Exercise objective — Exact copies of all the lines below are required.

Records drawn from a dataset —
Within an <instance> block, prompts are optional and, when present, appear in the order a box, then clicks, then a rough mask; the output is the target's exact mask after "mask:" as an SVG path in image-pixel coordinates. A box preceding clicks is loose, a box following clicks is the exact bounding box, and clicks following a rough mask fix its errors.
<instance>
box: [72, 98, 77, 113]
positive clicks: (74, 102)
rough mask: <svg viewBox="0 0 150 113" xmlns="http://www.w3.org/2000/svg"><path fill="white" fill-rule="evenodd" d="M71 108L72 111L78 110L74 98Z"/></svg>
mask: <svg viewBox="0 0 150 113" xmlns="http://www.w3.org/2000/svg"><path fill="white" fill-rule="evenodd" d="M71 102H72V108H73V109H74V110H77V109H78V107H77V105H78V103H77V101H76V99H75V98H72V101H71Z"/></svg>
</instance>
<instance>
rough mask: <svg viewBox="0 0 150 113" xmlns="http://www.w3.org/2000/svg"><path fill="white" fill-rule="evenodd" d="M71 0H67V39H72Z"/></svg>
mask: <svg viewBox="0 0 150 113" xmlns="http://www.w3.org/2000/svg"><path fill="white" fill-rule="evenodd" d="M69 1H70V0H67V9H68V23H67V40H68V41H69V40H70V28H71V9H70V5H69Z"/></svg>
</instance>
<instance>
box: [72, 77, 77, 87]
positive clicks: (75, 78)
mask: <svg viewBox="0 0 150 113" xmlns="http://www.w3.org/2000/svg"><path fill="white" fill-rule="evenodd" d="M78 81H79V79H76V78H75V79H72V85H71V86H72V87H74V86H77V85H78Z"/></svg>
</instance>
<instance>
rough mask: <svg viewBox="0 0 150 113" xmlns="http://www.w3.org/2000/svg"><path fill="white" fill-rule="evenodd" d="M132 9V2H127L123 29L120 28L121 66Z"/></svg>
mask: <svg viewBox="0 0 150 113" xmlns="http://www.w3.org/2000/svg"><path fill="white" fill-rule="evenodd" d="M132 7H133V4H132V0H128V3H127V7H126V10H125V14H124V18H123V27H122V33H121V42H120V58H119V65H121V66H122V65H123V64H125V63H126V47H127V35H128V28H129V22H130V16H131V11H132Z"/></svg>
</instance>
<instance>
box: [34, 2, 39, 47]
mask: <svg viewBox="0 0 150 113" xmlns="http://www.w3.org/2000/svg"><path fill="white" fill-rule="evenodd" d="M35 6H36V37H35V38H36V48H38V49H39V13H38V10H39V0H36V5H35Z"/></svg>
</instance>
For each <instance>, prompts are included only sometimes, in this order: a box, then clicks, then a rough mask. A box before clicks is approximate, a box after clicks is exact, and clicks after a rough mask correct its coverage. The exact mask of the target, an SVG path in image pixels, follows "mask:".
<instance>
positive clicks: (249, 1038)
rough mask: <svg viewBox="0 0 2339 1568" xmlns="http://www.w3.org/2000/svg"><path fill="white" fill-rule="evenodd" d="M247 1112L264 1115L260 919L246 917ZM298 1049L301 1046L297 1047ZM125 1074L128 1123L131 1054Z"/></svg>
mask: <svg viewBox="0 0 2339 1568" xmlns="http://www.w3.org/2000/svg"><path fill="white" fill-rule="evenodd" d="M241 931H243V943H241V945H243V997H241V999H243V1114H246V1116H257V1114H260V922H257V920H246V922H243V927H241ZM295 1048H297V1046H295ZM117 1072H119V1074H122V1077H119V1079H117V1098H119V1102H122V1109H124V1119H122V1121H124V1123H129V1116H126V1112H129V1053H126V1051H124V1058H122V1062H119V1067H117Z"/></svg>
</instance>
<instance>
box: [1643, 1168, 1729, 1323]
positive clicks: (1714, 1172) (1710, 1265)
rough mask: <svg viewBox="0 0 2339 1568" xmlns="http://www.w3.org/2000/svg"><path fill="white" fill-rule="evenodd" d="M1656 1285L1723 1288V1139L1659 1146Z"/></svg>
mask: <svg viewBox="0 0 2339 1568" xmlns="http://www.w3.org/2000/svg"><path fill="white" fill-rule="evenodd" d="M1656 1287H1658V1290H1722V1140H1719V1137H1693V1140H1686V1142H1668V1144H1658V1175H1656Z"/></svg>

Problem solution —
Within an <instance> block, prompts are optional and, when present, appear in the order a box, then clicks, then a rough mask; the output is the target's exact mask after "mask:" as an SVG path in image-pixel coordinates. A box preceding clicks is loose, a box following clicks is the exact bounding box, and clicks following a rough mask fix its errors.
<instance>
box: [72, 98, 77, 113]
positive clicks: (74, 102)
rough mask: <svg viewBox="0 0 150 113" xmlns="http://www.w3.org/2000/svg"><path fill="white" fill-rule="evenodd" d="M71 108L72 111L78 110L74 98Z"/></svg>
mask: <svg viewBox="0 0 150 113" xmlns="http://www.w3.org/2000/svg"><path fill="white" fill-rule="evenodd" d="M71 102H72V108H73V109H74V110H77V109H78V107H77V105H78V103H77V101H76V99H75V98H72V101H71Z"/></svg>
</instance>
<instance>
rough mask: <svg viewBox="0 0 150 113" xmlns="http://www.w3.org/2000/svg"><path fill="white" fill-rule="evenodd" d="M71 0H67V39H72Z"/></svg>
mask: <svg viewBox="0 0 150 113" xmlns="http://www.w3.org/2000/svg"><path fill="white" fill-rule="evenodd" d="M69 1H70V0H67V9H68V23H67V40H68V41H69V40H70V28H71V9H70V5H69Z"/></svg>
</instance>
<instance>
box: [72, 77, 77, 87]
positive clicks: (75, 78)
mask: <svg viewBox="0 0 150 113" xmlns="http://www.w3.org/2000/svg"><path fill="white" fill-rule="evenodd" d="M78 81H79V79H76V78H75V79H72V85H71V86H72V87H74V86H77V85H78Z"/></svg>
</instance>
<instance>
rough mask: <svg viewBox="0 0 150 113" xmlns="http://www.w3.org/2000/svg"><path fill="white" fill-rule="evenodd" d="M132 9V2H127L123 29L120 28L121 66Z"/></svg>
mask: <svg viewBox="0 0 150 113" xmlns="http://www.w3.org/2000/svg"><path fill="white" fill-rule="evenodd" d="M132 7H133V4H132V0H128V3H127V7H126V10H125V14H124V18H123V27H122V33H121V42H120V58H119V65H121V66H122V65H123V64H125V63H126V47H127V35H128V28H129V22H130V16H131V11H132Z"/></svg>
</instance>
<instance>
box: [34, 2, 39, 47]
mask: <svg viewBox="0 0 150 113" xmlns="http://www.w3.org/2000/svg"><path fill="white" fill-rule="evenodd" d="M35 6H36V37H35V38H36V48H38V49H39V13H38V10H39V0H36V5H35Z"/></svg>
</instance>
For each <instance>, prompts are included only sometimes, in this order: a box, then clicks, then a rough mask. A box before clicks is approximate, a box after clicks is exact, and clicks after a rough mask correct its coverage. The exact mask of the target, an SVG path in image pixels, follows "mask:".
<instance>
positive clicks: (249, 1038)
rough mask: <svg viewBox="0 0 2339 1568" xmlns="http://www.w3.org/2000/svg"><path fill="white" fill-rule="evenodd" d="M247 1112L264 1115L260 919L246 917ZM298 1049L301 1046L297 1047ZM125 1074L128 1123L131 1054Z"/></svg>
mask: <svg viewBox="0 0 2339 1568" xmlns="http://www.w3.org/2000/svg"><path fill="white" fill-rule="evenodd" d="M241 931H243V943H241V945H243V997H241V999H243V1114H246V1116H257V1114H260V922H257V920H246V922H243V927H241ZM295 1048H297V1046H295ZM117 1072H119V1074H122V1077H119V1079H117V1098H119V1102H122V1109H124V1119H122V1121H124V1123H129V1116H126V1112H129V1053H126V1051H124V1058H122V1062H119V1067H117Z"/></svg>
</instance>
<instance>
box: [1643, 1168, 1729, 1323]
positive clicks: (1714, 1172) (1710, 1265)
rough mask: <svg viewBox="0 0 2339 1568" xmlns="http://www.w3.org/2000/svg"><path fill="white" fill-rule="evenodd" d="M1656 1285L1723 1288V1139L1659 1146Z"/></svg>
mask: <svg viewBox="0 0 2339 1568" xmlns="http://www.w3.org/2000/svg"><path fill="white" fill-rule="evenodd" d="M1656 1287H1658V1290H1722V1140H1719V1137H1693V1140H1686V1142H1668V1144H1658V1175H1656Z"/></svg>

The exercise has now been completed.